::: Data for this task :::

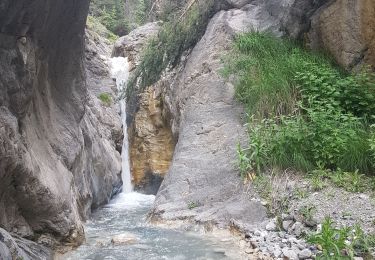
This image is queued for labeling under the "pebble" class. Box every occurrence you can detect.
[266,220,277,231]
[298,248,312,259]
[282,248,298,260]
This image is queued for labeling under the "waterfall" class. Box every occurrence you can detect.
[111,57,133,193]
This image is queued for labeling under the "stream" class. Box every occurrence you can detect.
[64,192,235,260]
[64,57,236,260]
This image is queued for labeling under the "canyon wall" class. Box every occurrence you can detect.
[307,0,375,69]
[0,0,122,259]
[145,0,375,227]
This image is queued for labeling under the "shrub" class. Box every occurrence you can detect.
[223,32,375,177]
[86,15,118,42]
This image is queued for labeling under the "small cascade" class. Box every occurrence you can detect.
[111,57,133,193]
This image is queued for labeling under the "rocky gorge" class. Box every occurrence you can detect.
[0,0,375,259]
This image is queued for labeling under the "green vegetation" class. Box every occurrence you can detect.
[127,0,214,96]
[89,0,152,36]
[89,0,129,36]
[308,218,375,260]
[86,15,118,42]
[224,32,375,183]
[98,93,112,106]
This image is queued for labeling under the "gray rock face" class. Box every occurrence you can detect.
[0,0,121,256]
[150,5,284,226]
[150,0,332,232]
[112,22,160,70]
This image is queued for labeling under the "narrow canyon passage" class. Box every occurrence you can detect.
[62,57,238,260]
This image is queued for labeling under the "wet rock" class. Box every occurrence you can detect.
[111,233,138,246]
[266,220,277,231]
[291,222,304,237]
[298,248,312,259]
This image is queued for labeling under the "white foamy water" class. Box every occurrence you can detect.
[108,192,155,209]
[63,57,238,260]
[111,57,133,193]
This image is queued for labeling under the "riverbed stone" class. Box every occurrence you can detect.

:::
::: Data for this task :::

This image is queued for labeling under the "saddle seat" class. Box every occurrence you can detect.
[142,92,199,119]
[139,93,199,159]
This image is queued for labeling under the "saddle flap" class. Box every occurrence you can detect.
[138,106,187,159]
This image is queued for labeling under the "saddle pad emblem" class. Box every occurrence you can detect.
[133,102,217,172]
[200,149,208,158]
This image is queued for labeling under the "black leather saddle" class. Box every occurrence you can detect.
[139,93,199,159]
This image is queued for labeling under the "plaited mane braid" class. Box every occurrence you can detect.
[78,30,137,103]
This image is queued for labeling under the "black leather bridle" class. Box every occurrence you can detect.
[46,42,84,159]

:::
::: Data for this task :::

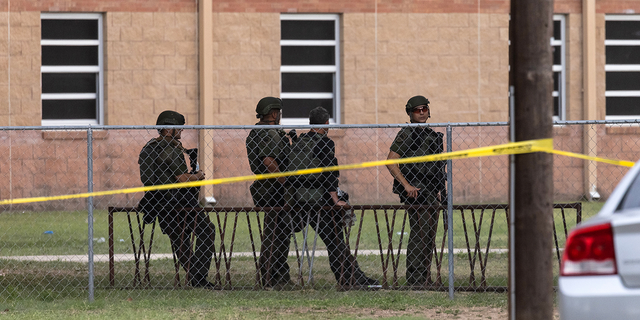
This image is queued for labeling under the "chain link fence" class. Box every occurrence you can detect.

:::

- Objective -
Pick out every line of the entries above that contains the word "leather", and copy each one in full.

- Answer to the task -
This image is queued for labeling under the "black leather saddle" class. Box every occurrence you can detect.
This image is queued for labeling under the "black leather bridle" class. Box every occurrence you can detect.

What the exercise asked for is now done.